▶ SHORT EXERCISE:
Retype each entry below, keeping every character the same.

▶ DATA TO USE:

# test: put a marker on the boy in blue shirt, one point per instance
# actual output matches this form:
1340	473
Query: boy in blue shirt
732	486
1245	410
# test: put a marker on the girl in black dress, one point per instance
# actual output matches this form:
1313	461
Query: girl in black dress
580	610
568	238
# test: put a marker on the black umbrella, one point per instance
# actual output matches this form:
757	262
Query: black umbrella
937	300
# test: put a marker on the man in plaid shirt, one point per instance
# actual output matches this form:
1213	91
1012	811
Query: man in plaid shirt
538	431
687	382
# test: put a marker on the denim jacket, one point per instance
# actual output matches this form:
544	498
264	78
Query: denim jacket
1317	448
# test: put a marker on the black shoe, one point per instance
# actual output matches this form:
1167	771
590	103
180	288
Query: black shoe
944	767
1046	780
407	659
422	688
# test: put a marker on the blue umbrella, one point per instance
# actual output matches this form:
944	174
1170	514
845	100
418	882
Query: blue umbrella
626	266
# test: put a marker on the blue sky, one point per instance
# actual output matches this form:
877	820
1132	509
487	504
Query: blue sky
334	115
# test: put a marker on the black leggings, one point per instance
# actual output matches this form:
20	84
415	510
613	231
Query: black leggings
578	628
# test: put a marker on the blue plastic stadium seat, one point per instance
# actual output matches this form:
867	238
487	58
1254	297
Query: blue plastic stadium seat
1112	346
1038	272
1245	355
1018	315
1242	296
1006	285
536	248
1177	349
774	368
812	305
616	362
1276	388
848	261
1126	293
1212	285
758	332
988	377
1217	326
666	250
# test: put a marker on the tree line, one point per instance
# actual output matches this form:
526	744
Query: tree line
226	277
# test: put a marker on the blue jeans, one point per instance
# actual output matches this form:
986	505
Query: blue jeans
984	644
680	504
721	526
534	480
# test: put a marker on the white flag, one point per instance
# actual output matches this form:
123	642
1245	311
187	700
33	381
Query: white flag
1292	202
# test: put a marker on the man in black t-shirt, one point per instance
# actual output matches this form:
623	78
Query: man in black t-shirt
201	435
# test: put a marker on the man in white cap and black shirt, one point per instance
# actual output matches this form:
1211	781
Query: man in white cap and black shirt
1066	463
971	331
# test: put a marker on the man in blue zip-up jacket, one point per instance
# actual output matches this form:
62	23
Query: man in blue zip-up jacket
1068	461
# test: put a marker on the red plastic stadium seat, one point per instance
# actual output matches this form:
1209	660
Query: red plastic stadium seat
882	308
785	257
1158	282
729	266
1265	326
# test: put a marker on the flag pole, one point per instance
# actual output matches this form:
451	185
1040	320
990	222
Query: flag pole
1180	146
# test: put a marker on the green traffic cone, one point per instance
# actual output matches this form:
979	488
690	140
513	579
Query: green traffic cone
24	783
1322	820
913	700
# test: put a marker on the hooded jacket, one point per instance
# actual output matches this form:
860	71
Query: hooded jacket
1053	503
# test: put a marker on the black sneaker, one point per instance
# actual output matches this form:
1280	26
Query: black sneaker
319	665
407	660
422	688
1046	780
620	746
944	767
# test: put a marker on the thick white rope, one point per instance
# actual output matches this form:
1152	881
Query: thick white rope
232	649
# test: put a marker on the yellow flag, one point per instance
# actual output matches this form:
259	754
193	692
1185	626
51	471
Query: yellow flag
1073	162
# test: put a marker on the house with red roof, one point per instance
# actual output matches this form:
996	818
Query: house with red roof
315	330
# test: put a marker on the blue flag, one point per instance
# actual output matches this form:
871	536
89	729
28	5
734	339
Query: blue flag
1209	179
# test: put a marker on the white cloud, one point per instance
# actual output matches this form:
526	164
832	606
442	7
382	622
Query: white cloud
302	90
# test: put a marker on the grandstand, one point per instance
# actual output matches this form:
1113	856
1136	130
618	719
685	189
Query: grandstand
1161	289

▶ FINISHED EXERCISE:
# test: put a marker on the boy in blue shirt, one point per instance
# actual output matches this form:
1340	473
Query: boy in blue shirt
732	486
1245	410
# test: put a marker on the girl in black dress, one point per instance
# actual output matches this form:
1313	461
Query: girl in black dress
580	610
568	238
# test: put a marker on the black umbrella, one point per instance
# actual output matches this form:
757	262
Query: black umbrella
937	300
# test: put a marker on the man in plaid shirt, one point per instance
# actual output matches this form:
1213	91
1012	811
Query: man in plaid shirt
538	431
687	382
# test: put a marker on the denim jacket, one point per instance
# actual output matches this form:
544	498
264	78
Query: denim jacket
1317	448
# test: put a marker on the black shoe, one point per instance
# actual output matches this form:
1167	771
590	103
180	288
Query: black shoe
944	767
1046	780
407	659
422	688
# test: put a marker on the blue umbrella, one point per instance
# actual output matches this form:
944	174
1170	514
845	100
418	882
Query: blue umbrella
626	266
# test: put a marker on the blue sky, one point per instance
# actual output matches this form:
877	820
1132	509
487	504
Query: blue sky
334	115
# test: put a marker on the black leggings, one point per instance
# actual output matches this form:
20	84
415	510
613	231
Query: black leggings
578	628
# test: put a marker on the blue plastic stadium seat, one point per instance
# actual output matches this form:
867	238
487	58
1254	297
Query: blue plastic stadium seat
1112	346
1038	272
1245	355
1018	315
1242	296
1006	285
536	248
1177	349
774	368
812	305
616	362
1276	388
848	261
1126	293
1212	285
758	332
988	377
1217	326
666	250
# test: put a marker on the tree line, one point per instance
# actual output matches this form:
526	744
Query: tree line
226	277
# test: put a marker on the blue jeans, one point per instance
# actual output matches this form:
986	505
Query: blue jeans
984	644
680	504
721	526
534	480
# test: put a marker on the white flag, one point per instance
# actual output matches this form:
123	642
1245	311
187	700
33	381
Query: white flag
1292	202
# test: put a marker on the man in black t-shirt, one point per instance
# actual output matches this form:
623	78
Query: man in black t-shirt
201	435
# test: put a marker on the man in white cap and black shirt, one point per instance
# actual output matches this form:
1211	781
Query: man in white cap and black shirt
1066	463
971	331
# test: put a marker on the man in blue zip-up jacket, one point per instance
# actual output matches this form:
62	23
Query: man in blue zip-up jacket
1068	461
# test: put a marker on the red plastic stadium seat, one point per instance
# actual output matches this form:
1209	660
Query: red plastic stadium seat
882	308
785	257
1158	282
729	266
1265	326
# test: put a marker on the flag pole, one point per instance
# actual output matches this form:
451	185
1040	320
990	222
Query: flag pole
1180	146
# test: put a marker on the green traffic cone, one point per instance
# actual output matches this form:
979	488
690	140
513	579
Query: green traffic cone
24	783
1322	820
913	700
# test: put a marker on the hooded jacket, one point per instance
# actual output matches this form:
860	71
Query: hooded jacket
1053	503
# test: put a marker on the black sneaker, one point per instance
# actual output matches this form:
1280	26
Query: black sneaker
319	665
407	660
422	688
1046	780
620	746
944	767
# test: put a marker on the thick white rope, one point per instance
# actual output matches this form:
1152	881
Query: thick white rope
232	649
# test: put a marker on the yellow flag, one point per instance
# actual output matches this form:
259	754
193	692
1185	626
51	471
Query: yellow flag
1073	162
# test: put a marker on the house with red roof, one point per instance
# actual output matches this form:
996	818
Query: house with red roof
315	330
# test: put a marker on the blue flag, one point per instance
# actual output matches this form:
871	536
89	729
28	5
734	339
Query: blue flag
1209	179
# test: put a marker on the white cloud, one point per instance
# actual output matches this form:
526	164
832	606
442	7
382	622
Query: white cloud
302	90
# test: put a marker on the grandstand, one point per instance
# actual output matches this form:
1113	856
1136	130
618	719
685	189
Query: grandstand
1161	289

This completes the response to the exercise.